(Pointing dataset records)
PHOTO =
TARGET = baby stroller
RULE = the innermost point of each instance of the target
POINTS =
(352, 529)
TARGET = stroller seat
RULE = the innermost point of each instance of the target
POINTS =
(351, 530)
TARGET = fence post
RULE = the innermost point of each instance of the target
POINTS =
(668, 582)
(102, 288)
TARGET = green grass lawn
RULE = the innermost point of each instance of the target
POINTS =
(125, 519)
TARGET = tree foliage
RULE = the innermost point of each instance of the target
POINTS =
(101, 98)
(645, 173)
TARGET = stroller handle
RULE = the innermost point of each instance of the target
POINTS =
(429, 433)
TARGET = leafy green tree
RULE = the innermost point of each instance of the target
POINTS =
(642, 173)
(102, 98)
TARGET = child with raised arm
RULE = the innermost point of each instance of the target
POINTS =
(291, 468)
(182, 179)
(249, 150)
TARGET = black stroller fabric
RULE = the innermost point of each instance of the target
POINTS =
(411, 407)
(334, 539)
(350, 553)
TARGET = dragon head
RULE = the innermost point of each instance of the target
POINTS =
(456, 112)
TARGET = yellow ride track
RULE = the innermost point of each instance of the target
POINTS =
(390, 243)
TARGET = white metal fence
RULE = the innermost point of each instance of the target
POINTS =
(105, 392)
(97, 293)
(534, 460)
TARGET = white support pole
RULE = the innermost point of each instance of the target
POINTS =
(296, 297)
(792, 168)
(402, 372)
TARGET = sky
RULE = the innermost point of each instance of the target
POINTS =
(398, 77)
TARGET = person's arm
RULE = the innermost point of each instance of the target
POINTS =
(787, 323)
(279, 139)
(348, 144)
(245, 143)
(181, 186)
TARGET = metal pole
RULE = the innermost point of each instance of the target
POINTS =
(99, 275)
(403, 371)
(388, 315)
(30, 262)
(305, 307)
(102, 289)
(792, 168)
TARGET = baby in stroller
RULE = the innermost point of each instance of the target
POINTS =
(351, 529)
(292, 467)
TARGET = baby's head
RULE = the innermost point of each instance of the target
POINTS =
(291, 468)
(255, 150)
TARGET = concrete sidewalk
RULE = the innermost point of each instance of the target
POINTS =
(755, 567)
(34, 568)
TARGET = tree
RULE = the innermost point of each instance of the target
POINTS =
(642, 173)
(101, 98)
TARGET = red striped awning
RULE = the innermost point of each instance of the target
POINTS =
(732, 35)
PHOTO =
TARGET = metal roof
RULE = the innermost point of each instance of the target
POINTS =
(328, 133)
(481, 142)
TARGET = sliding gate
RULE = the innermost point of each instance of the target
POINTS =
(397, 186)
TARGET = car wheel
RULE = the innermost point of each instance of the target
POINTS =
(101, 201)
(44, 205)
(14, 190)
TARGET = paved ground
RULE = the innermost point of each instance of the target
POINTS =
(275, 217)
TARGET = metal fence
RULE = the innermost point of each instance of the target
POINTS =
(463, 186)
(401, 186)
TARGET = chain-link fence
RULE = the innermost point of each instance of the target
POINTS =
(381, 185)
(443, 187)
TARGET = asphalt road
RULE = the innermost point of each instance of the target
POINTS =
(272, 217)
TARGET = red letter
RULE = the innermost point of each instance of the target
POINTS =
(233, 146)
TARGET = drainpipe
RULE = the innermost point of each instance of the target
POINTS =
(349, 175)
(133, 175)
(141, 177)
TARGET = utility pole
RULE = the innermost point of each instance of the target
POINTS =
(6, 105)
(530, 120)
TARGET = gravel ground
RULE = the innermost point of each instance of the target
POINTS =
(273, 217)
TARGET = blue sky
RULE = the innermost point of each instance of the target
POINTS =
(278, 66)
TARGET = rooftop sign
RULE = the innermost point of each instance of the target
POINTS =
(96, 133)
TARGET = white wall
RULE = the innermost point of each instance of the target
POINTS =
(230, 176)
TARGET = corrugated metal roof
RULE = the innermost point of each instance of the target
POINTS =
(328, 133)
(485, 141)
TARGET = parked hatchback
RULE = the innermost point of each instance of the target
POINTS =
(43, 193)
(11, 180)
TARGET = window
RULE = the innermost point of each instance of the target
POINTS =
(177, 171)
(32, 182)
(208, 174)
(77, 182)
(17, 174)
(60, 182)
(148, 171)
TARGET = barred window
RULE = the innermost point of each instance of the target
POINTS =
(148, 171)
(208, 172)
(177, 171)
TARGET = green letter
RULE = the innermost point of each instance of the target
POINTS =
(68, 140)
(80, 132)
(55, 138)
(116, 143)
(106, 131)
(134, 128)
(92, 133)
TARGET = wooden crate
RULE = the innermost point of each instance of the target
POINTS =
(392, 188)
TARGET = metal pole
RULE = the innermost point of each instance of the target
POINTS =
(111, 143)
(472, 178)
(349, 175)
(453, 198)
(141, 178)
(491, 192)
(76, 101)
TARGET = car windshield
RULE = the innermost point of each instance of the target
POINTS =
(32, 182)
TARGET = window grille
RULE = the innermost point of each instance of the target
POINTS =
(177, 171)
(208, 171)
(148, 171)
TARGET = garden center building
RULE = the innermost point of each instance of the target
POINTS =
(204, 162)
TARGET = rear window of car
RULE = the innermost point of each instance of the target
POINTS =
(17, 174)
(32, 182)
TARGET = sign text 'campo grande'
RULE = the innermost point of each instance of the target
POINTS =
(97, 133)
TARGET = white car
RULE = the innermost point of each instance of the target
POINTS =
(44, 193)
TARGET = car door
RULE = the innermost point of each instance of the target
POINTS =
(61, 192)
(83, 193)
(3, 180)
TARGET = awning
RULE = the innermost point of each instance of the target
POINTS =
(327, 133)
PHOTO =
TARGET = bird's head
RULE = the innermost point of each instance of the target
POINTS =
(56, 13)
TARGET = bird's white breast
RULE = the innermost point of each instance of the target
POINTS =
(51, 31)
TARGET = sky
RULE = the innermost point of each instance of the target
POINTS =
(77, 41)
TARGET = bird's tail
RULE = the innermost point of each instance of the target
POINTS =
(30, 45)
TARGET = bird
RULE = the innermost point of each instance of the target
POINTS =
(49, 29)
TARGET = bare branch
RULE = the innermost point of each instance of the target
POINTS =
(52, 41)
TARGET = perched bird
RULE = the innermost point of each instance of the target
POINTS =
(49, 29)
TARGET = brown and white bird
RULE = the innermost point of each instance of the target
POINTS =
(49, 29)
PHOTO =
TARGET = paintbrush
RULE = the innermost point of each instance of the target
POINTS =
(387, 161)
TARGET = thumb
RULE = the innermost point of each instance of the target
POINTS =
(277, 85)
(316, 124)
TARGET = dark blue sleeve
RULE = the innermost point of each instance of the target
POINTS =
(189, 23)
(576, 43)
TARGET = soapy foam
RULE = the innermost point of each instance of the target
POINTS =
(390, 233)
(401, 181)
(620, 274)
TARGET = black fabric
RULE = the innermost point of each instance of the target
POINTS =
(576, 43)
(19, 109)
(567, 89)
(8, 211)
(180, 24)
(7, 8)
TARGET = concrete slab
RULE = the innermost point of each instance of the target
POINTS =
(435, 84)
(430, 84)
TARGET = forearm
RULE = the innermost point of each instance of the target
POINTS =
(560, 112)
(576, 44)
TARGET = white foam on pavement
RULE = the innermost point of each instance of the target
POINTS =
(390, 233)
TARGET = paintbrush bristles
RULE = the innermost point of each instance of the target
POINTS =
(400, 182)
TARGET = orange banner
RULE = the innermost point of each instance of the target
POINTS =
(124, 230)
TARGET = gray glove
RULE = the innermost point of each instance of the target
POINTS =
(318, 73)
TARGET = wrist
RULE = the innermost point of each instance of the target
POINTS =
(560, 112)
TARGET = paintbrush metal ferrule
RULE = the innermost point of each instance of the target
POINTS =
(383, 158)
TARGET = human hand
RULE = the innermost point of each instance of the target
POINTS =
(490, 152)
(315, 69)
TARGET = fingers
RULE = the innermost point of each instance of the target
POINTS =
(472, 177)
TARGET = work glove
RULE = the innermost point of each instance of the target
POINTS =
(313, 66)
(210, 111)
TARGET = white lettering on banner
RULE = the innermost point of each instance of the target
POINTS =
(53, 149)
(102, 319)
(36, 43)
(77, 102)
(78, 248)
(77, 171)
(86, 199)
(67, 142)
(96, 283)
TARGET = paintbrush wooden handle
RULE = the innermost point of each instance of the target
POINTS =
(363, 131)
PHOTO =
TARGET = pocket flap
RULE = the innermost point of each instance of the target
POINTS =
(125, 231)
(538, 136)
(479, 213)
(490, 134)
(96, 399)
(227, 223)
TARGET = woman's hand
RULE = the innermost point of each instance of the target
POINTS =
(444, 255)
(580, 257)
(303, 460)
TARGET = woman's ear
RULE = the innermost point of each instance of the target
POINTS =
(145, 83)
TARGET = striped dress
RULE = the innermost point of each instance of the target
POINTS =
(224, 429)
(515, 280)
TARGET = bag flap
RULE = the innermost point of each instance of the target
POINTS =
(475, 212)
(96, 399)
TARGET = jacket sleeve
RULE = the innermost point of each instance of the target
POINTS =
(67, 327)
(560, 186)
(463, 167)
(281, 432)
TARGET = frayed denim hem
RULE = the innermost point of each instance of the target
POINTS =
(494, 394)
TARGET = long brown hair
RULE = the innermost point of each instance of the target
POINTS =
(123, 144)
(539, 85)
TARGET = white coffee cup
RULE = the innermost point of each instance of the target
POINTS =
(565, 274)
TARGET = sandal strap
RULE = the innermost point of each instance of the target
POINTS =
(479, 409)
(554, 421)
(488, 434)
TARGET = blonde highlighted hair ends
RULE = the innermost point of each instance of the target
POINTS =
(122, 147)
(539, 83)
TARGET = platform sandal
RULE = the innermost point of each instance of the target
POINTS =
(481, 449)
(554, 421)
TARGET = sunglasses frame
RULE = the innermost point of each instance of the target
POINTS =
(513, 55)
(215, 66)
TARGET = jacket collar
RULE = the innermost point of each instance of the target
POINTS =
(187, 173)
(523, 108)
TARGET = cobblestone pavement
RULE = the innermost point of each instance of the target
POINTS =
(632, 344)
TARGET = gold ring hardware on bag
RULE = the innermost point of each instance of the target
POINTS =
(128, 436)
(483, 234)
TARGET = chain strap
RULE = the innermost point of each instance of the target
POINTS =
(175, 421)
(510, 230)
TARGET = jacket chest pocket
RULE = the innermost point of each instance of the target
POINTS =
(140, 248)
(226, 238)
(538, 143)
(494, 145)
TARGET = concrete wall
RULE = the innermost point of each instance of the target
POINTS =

**TASK BRIEF**
In the stretch from the line containing "TARGET = white coffee cup" through the end of the items, switch every "jacket" to "coat" and leave everything else unchanged.

**EXERCISE SOLUTION**
TARGET = white coffee cup
RULE = the innermost point of each instance of the target
POINTS =
(565, 274)
TARGET = sandal strap
RULE = the innermost point of each instance of the target
POINTS =
(479, 409)
(554, 421)
(488, 434)
TARGET = blonde highlighted hair ends
RULE = the innermost point of each instance of the target
POINTS =
(122, 147)
(539, 83)
TARGET = platform sandal
RULE = the innermost point of each instance of the target
POINTS =
(481, 449)
(554, 421)
TARGET = sunglasses frame
RULE = the innermost point of each instance of the target
POINTS =
(513, 55)
(215, 66)
TARGET = coat collar
RULE = the innermost point of each instance of the target
POINTS =
(187, 173)
(523, 108)
TARGET = cobblestone pavement
RULE = the innermost point of each instance of the target
POINTS =
(632, 344)
TARGET = gold ring hardware on bag
RULE = the innermost point of each instance of the target
POINTS =
(128, 436)
(483, 234)
TARGET = chain strap
RULE = the innermost point of each instance of the target
POINTS =
(175, 421)
(510, 230)
TARGET = coat chest pocket
RULE = the innermost point of each instance of the target
POINTS =
(140, 248)
(226, 238)
(538, 143)
(494, 145)
TARGET = concrete wall
RULE = the innermost point of each instance of the target
POINTS =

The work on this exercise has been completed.